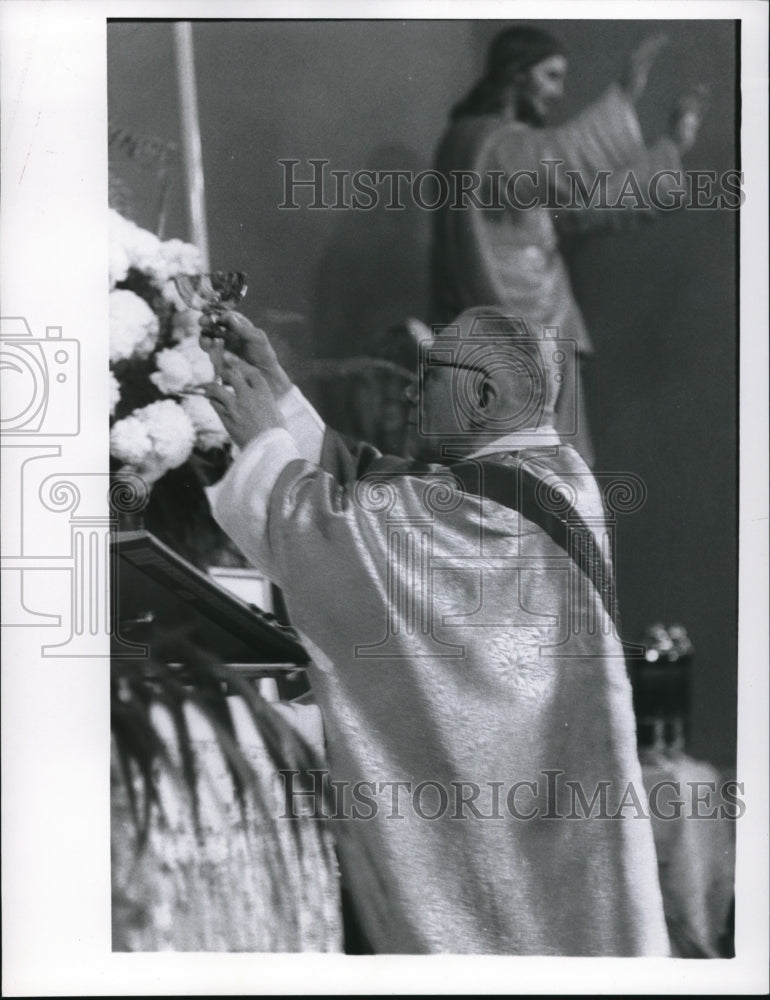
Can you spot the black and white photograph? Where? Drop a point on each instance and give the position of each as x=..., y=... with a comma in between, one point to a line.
x=384, y=442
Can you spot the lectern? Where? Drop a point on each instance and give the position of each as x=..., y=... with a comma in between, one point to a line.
x=157, y=592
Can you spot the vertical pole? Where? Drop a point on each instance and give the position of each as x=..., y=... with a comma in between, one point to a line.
x=192, y=156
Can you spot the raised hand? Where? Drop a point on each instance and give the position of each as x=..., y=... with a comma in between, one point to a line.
x=249, y=343
x=641, y=62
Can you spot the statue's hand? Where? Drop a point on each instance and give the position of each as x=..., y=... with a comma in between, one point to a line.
x=687, y=118
x=634, y=80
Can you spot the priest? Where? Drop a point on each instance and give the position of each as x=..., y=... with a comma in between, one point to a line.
x=460, y=615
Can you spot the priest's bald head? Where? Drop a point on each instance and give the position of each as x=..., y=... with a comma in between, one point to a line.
x=482, y=377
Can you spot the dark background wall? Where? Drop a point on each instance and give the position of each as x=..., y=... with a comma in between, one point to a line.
x=660, y=300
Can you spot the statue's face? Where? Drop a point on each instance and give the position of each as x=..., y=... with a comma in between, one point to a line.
x=541, y=89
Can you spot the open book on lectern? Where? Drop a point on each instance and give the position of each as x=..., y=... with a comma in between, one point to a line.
x=154, y=587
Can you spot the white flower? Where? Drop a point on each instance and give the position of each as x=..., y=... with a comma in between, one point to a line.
x=209, y=428
x=114, y=387
x=153, y=439
x=170, y=294
x=182, y=366
x=186, y=323
x=133, y=325
x=181, y=258
x=171, y=430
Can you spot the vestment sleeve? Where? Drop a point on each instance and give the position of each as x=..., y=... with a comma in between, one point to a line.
x=303, y=423
x=324, y=543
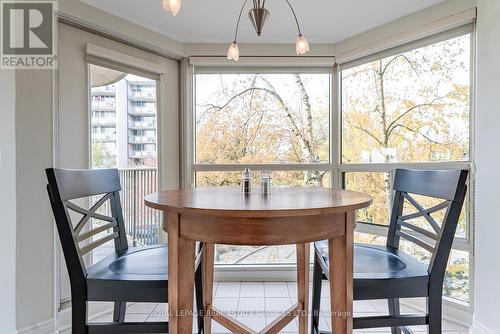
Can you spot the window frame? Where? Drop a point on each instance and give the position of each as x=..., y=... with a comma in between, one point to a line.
x=335, y=167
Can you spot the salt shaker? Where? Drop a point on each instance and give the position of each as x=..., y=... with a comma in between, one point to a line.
x=246, y=182
x=265, y=183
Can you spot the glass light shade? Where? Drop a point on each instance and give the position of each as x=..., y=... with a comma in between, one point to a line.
x=301, y=45
x=173, y=6
x=233, y=52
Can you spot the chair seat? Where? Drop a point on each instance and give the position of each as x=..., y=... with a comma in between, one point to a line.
x=138, y=274
x=383, y=272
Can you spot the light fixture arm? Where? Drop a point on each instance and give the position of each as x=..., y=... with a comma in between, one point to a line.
x=238, y=23
x=294, y=16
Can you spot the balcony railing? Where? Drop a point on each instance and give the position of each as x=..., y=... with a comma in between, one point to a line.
x=142, y=223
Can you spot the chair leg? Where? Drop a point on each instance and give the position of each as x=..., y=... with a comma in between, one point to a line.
x=199, y=298
x=119, y=311
x=394, y=309
x=316, y=295
x=435, y=313
x=78, y=315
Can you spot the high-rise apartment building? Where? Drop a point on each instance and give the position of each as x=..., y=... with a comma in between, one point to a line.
x=124, y=124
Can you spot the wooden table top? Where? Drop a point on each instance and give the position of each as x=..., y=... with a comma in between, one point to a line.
x=281, y=202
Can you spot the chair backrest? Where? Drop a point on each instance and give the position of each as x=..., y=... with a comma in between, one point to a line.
x=79, y=238
x=449, y=188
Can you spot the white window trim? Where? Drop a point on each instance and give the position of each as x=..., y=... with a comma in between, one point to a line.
x=459, y=311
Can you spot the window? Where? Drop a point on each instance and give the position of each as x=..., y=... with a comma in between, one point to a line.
x=114, y=145
x=271, y=121
x=408, y=108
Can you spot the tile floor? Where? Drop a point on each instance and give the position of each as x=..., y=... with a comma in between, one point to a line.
x=255, y=303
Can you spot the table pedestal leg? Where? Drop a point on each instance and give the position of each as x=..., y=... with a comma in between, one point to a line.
x=181, y=262
x=208, y=283
x=303, y=255
x=340, y=250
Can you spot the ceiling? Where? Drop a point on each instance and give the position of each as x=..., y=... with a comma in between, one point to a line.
x=213, y=21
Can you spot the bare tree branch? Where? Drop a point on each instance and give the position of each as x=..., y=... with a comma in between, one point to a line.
x=428, y=104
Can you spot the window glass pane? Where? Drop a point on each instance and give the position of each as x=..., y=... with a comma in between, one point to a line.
x=229, y=254
x=123, y=136
x=262, y=118
x=378, y=186
x=411, y=107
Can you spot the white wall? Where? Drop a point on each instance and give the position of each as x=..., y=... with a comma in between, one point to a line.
x=35, y=225
x=487, y=274
x=85, y=14
x=8, y=202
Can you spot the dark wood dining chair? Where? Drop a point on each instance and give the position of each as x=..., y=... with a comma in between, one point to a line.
x=136, y=274
x=387, y=272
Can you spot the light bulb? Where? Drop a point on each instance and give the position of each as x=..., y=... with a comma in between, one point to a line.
x=175, y=6
x=233, y=52
x=166, y=5
x=301, y=46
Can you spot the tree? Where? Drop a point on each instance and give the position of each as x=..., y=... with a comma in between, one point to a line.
x=256, y=122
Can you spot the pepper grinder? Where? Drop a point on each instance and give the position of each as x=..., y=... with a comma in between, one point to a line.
x=265, y=183
x=246, y=183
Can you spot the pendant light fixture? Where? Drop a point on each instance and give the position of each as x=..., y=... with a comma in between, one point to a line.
x=258, y=16
x=173, y=6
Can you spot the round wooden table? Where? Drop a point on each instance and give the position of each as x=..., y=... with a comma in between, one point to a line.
x=286, y=216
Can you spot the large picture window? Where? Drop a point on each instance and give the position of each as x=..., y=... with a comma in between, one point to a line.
x=409, y=108
x=347, y=126
x=273, y=121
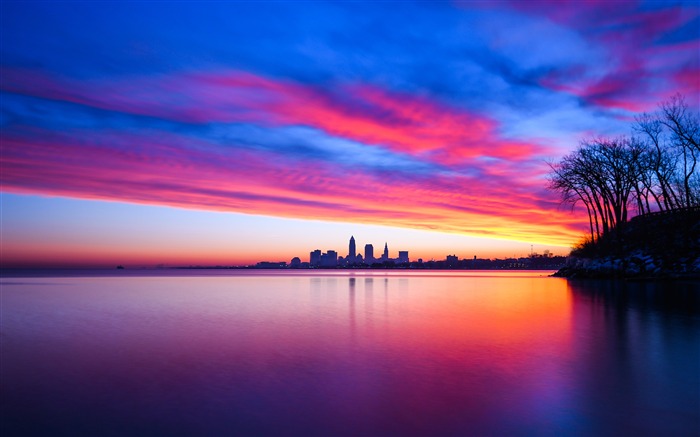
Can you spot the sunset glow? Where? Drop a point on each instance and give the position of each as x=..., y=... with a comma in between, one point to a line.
x=238, y=132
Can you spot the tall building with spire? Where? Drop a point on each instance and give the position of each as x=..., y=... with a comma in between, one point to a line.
x=369, y=253
x=351, y=250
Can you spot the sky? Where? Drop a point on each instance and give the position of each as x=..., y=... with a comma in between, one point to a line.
x=226, y=133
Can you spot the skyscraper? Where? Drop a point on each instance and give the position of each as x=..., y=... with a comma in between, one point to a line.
x=351, y=250
x=369, y=253
x=315, y=257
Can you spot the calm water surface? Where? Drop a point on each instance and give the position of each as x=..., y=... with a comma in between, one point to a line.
x=342, y=353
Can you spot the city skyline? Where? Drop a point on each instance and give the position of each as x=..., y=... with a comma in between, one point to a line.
x=331, y=258
x=146, y=133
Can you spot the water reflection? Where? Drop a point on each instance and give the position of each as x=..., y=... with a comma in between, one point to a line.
x=636, y=354
x=351, y=354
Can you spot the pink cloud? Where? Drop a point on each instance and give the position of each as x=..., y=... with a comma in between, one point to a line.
x=179, y=171
x=403, y=123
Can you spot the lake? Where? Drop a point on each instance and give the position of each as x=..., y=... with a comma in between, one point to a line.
x=347, y=353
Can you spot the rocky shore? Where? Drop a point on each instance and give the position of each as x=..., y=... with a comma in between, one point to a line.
x=635, y=265
x=653, y=246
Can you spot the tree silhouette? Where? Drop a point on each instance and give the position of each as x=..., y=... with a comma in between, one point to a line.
x=657, y=170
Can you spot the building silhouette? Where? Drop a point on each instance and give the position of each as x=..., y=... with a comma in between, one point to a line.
x=351, y=251
x=315, y=258
x=369, y=253
x=329, y=259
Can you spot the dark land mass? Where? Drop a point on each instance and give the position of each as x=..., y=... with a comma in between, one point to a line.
x=658, y=245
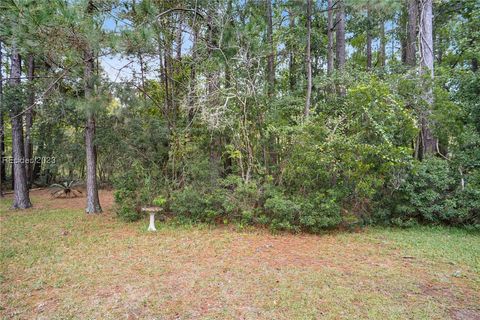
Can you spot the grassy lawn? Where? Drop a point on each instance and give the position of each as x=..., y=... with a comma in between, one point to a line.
x=58, y=263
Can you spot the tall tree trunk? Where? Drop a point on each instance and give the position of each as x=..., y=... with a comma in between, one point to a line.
x=212, y=94
x=340, y=35
x=306, y=111
x=330, y=38
x=402, y=31
x=292, y=79
x=2, y=144
x=93, y=202
x=21, y=196
x=383, y=41
x=271, y=54
x=412, y=23
x=429, y=143
x=369, y=39
x=193, y=76
x=29, y=121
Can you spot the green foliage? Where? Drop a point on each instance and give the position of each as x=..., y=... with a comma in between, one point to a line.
x=433, y=193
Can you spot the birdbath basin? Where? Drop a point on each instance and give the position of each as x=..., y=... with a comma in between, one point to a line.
x=151, y=211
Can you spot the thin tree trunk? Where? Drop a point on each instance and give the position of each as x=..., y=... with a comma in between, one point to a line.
x=21, y=196
x=428, y=142
x=330, y=38
x=292, y=80
x=193, y=76
x=306, y=112
x=2, y=145
x=402, y=31
x=212, y=87
x=179, y=40
x=383, y=41
x=93, y=202
x=369, y=39
x=340, y=35
x=29, y=121
x=271, y=55
x=412, y=23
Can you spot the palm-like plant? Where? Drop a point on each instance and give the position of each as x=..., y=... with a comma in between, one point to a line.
x=66, y=189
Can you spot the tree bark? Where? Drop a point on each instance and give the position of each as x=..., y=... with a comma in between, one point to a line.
x=382, y=54
x=193, y=76
x=21, y=196
x=369, y=39
x=306, y=111
x=340, y=35
x=271, y=55
x=429, y=143
x=93, y=202
x=2, y=144
x=29, y=121
x=292, y=80
x=330, y=38
x=412, y=22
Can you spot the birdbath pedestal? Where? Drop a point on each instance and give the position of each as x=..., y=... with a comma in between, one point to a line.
x=151, y=211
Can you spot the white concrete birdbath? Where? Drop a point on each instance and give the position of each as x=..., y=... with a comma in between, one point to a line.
x=151, y=211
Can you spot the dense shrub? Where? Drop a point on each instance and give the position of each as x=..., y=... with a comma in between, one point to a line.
x=432, y=193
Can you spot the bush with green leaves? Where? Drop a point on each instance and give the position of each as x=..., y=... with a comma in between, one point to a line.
x=433, y=194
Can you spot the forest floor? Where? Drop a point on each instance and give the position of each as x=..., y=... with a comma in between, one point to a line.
x=59, y=263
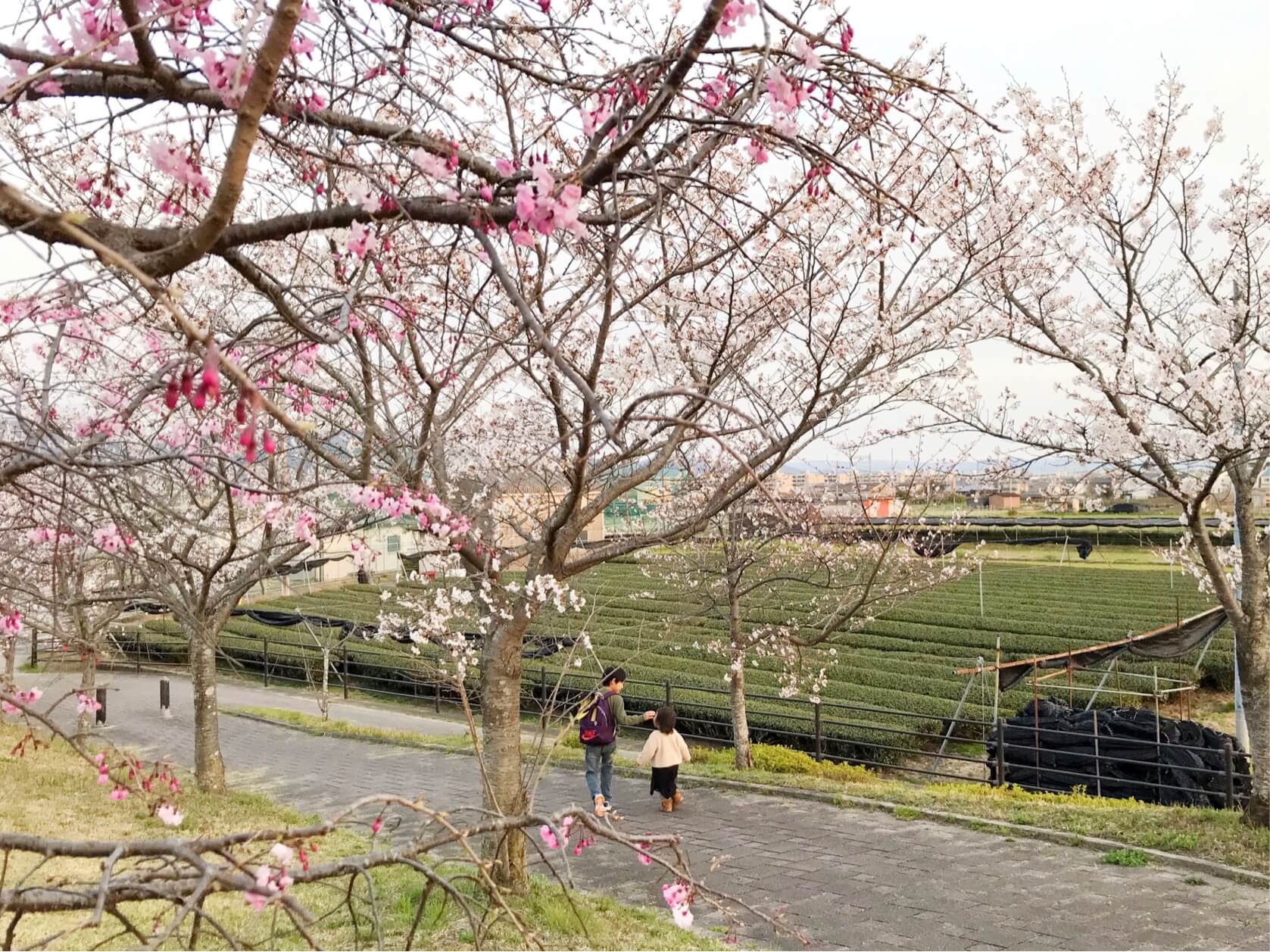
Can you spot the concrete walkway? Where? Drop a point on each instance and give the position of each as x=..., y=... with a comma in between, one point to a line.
x=847, y=879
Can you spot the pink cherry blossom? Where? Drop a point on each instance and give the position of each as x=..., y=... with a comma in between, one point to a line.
x=305, y=529
x=803, y=51
x=735, y=14
x=361, y=240
x=431, y=165
x=782, y=94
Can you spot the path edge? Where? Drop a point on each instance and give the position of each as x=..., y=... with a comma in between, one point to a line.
x=1001, y=826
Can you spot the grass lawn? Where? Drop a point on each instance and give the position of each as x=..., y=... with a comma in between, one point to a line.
x=54, y=792
x=1208, y=834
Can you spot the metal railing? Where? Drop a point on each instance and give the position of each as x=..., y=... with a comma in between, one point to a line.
x=833, y=732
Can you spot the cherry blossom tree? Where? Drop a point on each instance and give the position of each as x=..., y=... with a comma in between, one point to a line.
x=482, y=249
x=778, y=552
x=1148, y=286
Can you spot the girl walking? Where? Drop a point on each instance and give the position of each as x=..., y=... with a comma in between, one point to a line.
x=664, y=751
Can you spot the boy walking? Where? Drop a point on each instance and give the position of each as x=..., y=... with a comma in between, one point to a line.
x=598, y=724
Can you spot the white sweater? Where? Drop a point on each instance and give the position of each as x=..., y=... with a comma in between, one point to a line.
x=663, y=751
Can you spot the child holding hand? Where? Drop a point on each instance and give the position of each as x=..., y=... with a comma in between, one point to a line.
x=664, y=751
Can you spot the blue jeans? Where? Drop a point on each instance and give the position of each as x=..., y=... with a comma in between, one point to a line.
x=600, y=769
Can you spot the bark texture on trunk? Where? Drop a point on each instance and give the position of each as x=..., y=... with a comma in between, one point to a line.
x=1254, y=649
x=208, y=764
x=501, y=747
x=88, y=685
x=744, y=758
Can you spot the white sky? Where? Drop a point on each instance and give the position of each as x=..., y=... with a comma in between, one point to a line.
x=1110, y=51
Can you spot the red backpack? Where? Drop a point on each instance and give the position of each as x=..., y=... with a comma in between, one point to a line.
x=596, y=725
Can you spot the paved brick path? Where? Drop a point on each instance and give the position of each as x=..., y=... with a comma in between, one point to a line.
x=850, y=879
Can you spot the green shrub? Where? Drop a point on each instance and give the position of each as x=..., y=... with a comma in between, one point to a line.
x=1125, y=857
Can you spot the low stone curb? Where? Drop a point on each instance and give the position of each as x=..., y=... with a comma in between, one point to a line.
x=1000, y=826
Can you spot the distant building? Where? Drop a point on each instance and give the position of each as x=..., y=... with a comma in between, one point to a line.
x=1005, y=501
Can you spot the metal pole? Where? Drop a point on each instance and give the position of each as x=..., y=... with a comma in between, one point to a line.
x=1097, y=760
x=1099, y=688
x=1241, y=721
x=1230, y=773
x=1000, y=781
x=951, y=723
x=819, y=745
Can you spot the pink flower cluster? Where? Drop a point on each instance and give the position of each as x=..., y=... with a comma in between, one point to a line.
x=27, y=697
x=435, y=516
x=538, y=210
x=208, y=385
x=228, y=76
x=111, y=540
x=562, y=842
x=596, y=114
x=679, y=897
x=735, y=14
x=784, y=94
x=361, y=242
x=179, y=165
x=270, y=880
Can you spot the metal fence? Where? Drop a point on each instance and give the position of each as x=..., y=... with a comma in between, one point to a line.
x=829, y=732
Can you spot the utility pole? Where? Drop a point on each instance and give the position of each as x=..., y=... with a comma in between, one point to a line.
x=1241, y=721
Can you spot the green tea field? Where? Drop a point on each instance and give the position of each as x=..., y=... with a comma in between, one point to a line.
x=900, y=664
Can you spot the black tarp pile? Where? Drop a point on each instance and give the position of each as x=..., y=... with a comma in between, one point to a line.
x=931, y=545
x=1053, y=749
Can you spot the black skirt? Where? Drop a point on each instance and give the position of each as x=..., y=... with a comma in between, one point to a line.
x=664, y=781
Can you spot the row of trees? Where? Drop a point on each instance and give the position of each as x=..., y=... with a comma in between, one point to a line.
x=287, y=268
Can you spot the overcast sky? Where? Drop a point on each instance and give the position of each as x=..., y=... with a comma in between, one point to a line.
x=1110, y=50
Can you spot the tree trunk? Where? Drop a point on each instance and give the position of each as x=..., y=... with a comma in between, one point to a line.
x=744, y=758
x=208, y=766
x=88, y=685
x=11, y=660
x=739, y=724
x=1254, y=650
x=501, y=745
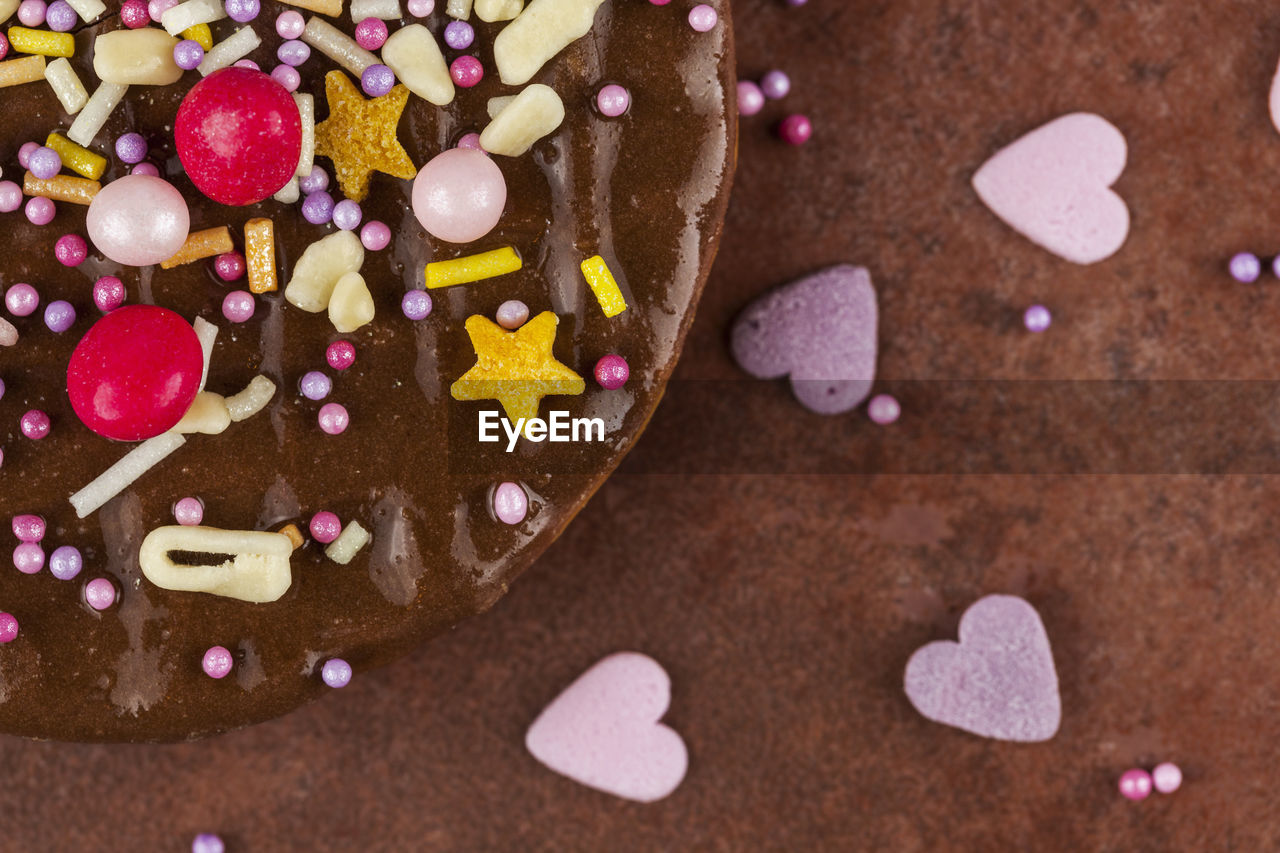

----

- **Exercise description**
Make an exact copy of the lines above, starting at the line that contains "Can you spot the tree trunk?" and running through the final line of the entries. Omit the pictures.

- **Response area**
Can you spot the tree trunk? Where? Drop a point on each instance and give the position of each as x=..., y=... with a comma in between, one point to a line.
x=744, y=758
x=208, y=766
x=88, y=685
x=11, y=660
x=739, y=724
x=1254, y=650
x=501, y=745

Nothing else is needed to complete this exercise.